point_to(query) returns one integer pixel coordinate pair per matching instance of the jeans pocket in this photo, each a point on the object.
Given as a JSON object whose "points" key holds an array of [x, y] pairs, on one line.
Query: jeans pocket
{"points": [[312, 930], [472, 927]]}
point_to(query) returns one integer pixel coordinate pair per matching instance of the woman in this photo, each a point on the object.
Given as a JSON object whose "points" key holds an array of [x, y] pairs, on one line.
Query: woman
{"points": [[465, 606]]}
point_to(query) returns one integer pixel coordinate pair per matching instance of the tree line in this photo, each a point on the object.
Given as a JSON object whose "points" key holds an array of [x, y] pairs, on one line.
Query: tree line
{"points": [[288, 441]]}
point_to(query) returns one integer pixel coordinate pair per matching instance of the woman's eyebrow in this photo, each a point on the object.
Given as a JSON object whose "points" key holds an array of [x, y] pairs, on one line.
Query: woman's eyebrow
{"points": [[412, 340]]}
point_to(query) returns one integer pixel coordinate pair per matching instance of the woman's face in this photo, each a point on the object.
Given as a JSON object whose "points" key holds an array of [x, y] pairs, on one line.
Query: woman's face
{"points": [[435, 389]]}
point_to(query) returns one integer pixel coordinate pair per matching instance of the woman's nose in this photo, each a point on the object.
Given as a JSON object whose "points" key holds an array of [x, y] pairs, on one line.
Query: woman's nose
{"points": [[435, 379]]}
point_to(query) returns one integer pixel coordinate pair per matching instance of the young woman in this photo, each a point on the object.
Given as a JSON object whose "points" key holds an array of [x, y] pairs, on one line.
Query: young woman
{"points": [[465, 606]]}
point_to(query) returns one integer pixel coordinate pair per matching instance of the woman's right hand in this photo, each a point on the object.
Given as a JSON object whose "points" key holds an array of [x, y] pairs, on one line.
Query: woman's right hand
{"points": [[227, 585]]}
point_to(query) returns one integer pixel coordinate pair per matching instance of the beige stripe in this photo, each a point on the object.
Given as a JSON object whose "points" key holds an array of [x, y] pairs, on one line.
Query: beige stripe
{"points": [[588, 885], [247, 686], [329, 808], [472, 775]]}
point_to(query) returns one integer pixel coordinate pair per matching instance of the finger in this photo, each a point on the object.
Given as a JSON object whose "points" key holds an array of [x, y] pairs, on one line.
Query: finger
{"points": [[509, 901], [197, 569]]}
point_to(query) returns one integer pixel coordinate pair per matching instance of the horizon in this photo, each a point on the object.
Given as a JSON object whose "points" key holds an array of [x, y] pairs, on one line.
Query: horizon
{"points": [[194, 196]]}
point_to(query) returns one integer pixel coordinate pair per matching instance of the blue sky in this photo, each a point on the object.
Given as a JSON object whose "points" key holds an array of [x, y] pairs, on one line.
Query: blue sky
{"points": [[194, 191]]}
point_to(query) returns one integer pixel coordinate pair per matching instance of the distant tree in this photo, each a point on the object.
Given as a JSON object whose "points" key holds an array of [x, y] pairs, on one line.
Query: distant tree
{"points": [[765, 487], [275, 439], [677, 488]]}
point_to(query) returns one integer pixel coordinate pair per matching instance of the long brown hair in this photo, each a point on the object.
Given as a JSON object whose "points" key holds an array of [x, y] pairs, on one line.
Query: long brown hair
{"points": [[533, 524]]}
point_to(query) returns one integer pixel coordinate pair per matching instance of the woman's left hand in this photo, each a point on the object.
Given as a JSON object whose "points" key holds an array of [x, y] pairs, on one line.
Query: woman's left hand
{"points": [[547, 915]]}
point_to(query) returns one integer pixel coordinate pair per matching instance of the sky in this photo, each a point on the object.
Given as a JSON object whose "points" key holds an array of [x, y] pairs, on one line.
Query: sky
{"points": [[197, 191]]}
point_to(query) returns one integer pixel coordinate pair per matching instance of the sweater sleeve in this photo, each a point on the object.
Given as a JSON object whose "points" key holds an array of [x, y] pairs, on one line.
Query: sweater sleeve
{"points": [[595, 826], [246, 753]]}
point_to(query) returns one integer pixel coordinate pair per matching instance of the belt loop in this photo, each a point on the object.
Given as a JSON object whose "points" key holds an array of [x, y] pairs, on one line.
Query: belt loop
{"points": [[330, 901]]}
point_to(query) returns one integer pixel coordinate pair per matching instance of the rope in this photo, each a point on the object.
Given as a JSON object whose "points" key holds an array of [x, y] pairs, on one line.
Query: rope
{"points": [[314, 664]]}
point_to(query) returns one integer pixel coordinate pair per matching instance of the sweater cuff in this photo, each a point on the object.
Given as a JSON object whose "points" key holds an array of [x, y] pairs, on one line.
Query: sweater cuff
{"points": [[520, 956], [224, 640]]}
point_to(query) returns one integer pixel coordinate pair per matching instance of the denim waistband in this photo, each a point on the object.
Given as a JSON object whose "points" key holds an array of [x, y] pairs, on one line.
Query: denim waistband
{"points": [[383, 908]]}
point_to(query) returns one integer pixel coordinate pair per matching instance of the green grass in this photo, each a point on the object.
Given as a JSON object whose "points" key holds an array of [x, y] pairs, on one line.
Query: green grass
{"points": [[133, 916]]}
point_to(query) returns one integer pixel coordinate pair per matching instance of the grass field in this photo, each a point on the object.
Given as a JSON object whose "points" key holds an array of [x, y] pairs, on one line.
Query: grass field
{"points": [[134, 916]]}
#####
- _TASK ITEM_:
Set down, exactly as they appear above, all lines from the one that has "Query: tree line" down to the one that has "of the horizon", including those two and no others.

- _PROBLEM SOLUTION_:
Query: tree line
{"points": [[288, 441]]}
point_to(query) returns one integer pixel coordinate pair per matching instance of the woman's eyebrow in this photo, each a point on the object.
Given as a JSON object whose "points" key holds an array of [x, y] pairs, on one line.
Query: woman's eyebrow
{"points": [[412, 340]]}
point_to(query) returns one integer pixel coordinate pair per matching instance of the woman's face in this photo, each a point on the object.
Given as a JSON object whose "points" key holds an array of [x, y] pairs, on one line.
Query: woman's face
{"points": [[435, 389]]}
point_to(query) returns one integer pixel coordinate pair per matching instance of the woman's nose in this photo, each a point on the object.
Given as a JSON object whose "points" key holds an array of [x, y] pairs, on one line.
Query: woman's nose
{"points": [[435, 379]]}
point_to(query) returns one integer pixel coordinate pair per matching instance of the young woman in this photo, each a point on the object.
Given as a JSON object whose "points" key holds an array of [x, y] pairs, on one line.
Query: young woman
{"points": [[465, 606]]}
point_to(query) returns one integer pixel coordinate pair per matching instance of the woman's right hand in this photo, each a point on the object.
Given as a JSON object whose "points" key holds an array of [x, y] pairs, on one line.
Query: woman's right hand
{"points": [[227, 585]]}
point_to(query) returns one integer pixel coordinate pair per matching instance of the beige stripe in this photo, each a point on the object.
Given as a JSON object whose "points" key holds an array of [x, y] pairs, on one line.
Query: beige stripe
{"points": [[588, 885], [247, 686], [329, 808], [472, 775]]}
point_to(query) returns one integer pixel coordinate pair per matching instance of the finger in this photo, each a point on the object.
Given as a JSON object whose "points" key holds an array of [x, y] pairs, on one line.
Query: finger
{"points": [[509, 901], [197, 569]]}
point_to(query) returns one integer pixel coordinate pair per matching instance of the horizon in this photo, each a point on the object.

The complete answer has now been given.